─── Document ───
Le 15 mars, les protestants étaient complètement défaits dans la prairie de Bassac, et leur chef, le prince de Condé, lâchement assassiné.

Pour en terminer avec le rôle joué par Châteauneuf pendant les guerres de religion, il nous suffira de signaler les deux faits suivants. En 1574, c'est à Châteauneuf que les troupes catholiques
passèrent la Charente pour aller reprendre le château de Bouteville, dont les protestants s'étaient emparés. Pendant l'hiver de 1585, le duc de Mayenne, commandant l'armée royale, vint camper à Châteauneuf.(...)
Bien que, dans les anciens titres, Châteauneuf porte le nom de ville qui, au Moyen-Age, ne s'appliquait qu'aux agglomérations ceintes de remparts, aucun document ne permet d'affirmer que
cette petite ville fût entourée de murailles. En revanche de nombreux titres nous parlent des portes et des fossés qui donnaient accès dans la ville ou qui la protégeaient.
───
- **Consigne**: Dans le texte sur Châteauneuf ci-dessus, recopiez le passage qui va de "Pour en terminer" jusqu'à "qui la protégeaient." inclus.
─── Données extraites ───
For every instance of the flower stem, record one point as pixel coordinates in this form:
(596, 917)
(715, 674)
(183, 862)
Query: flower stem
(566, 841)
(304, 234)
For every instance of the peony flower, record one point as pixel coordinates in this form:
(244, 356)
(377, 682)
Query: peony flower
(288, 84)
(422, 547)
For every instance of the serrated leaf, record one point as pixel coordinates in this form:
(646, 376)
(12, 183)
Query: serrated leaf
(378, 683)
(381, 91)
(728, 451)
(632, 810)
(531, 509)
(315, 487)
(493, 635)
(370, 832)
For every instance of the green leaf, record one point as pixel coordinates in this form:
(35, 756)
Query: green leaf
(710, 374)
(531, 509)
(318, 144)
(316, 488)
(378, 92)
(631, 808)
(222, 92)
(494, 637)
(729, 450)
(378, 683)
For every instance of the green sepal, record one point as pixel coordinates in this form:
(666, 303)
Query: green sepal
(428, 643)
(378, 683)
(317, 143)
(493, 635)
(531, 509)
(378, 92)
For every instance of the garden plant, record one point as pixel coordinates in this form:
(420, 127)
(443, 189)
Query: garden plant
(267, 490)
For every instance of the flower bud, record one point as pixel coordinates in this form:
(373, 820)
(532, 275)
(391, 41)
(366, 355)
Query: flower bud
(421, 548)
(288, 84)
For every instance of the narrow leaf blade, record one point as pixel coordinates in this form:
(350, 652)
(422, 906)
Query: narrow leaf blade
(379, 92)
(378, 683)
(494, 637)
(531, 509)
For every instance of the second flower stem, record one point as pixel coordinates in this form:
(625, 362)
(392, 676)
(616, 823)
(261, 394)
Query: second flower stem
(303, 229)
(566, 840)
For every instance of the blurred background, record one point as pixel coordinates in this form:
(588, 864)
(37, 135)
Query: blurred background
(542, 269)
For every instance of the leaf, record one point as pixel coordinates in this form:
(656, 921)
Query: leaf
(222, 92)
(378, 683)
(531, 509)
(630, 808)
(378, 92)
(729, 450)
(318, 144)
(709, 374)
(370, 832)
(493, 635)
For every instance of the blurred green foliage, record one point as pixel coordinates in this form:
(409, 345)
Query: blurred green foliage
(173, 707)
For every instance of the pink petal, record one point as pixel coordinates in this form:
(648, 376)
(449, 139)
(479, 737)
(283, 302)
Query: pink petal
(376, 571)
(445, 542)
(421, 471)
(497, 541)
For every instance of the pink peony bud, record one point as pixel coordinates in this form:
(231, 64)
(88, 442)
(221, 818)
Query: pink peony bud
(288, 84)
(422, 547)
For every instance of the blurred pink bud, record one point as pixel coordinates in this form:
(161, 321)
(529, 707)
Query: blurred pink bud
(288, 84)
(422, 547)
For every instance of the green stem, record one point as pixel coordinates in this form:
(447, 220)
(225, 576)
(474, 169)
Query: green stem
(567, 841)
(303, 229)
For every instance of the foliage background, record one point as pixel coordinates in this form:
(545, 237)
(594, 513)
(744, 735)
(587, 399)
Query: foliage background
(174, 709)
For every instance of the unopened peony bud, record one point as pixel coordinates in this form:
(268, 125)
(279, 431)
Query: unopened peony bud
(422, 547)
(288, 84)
───
- **Résultat**:
Pour en terminer avec le rôle joué par Châteauneuf pendant les guerres de religion, il nous suffira de signaler les deux faits suivants. En 1574, c'est à Châteauneuf que les troupes catholiques
passèrent la Charente pour aller reprendre le château de Bouteville, dont les protestants s'étaient emparés. Pendant l'hiver de 1585, le duc de Mayenne, commandant l'armée royale, vint camper à Châteauneuf.(...)
Bien que, dans les anciens titres, Châteauneuf porte le nom de ville qui, au Moyen-Age, ne s'appliquait qu'aux agglomérations ceintes de remparts, aucun document ne permet d'affirmer que
cette petite ville fût entourée de murailles. En revanche de nombreux titres nous parlent des portes et des fossés qui donnaient accès dans la ville ou qui la protégeaient.